What you need to do. Format the lines below as a numbered list, omitting any blank lines and leaving out the pictures.

## start Data records

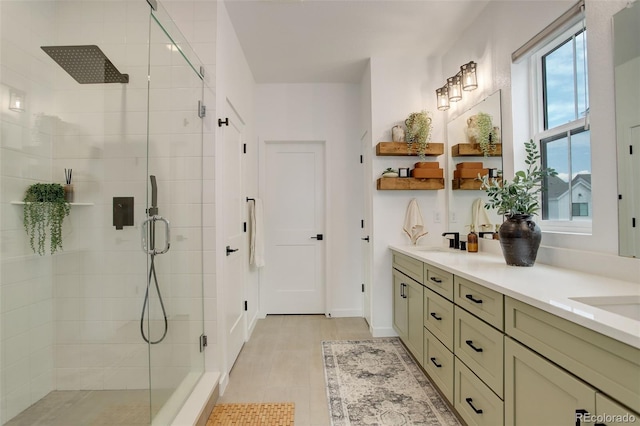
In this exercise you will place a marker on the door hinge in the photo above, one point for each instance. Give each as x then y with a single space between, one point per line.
203 342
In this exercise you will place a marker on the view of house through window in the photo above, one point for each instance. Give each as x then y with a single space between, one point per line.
565 142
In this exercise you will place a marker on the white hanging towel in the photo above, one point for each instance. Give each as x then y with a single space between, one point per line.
413 223
480 217
256 248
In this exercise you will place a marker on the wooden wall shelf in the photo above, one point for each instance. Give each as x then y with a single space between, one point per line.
400 148
409 183
473 150
466 183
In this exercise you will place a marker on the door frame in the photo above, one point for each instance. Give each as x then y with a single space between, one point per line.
262 161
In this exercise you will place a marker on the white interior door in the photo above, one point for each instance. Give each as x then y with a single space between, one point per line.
292 181
366 227
233 208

## end Data records

Complete response.
1. In this exercise you will place a marker on the door hinge in the photo above, one point for each instance. Give each as x then y with a single space between, one point per line.
2. 203 342
3. In this exercise you will place a marker on the view of house through window in the photo above, one point for each instance. Give each as x then y with a single space between, one point per line.
4. 565 142
5. In this exercise you will place a marker on the white hanging towel in the photo above, one point for each instance. Give each as x then y with a single space between, one point per line.
6. 413 223
7. 480 217
8. 256 248
9. In this exercise you will place a marker on the wooden wall shelf in the photo above, one point for each instance. Give each as x then y with a single space between, one point per line.
10. 400 148
11. 409 183
12. 473 150
13. 466 183
14. In this exercise you will place a marker on the door frame in the photo above, one point for each instance. Give each as x then y with a single space between, one point per line.
15. 262 161
16. In this exercise you will place a marker on the white interior door in the photo above, one point for each instance. Give each as x then y with a single space between, one point per line.
17. 292 181
18. 366 227
19. 233 208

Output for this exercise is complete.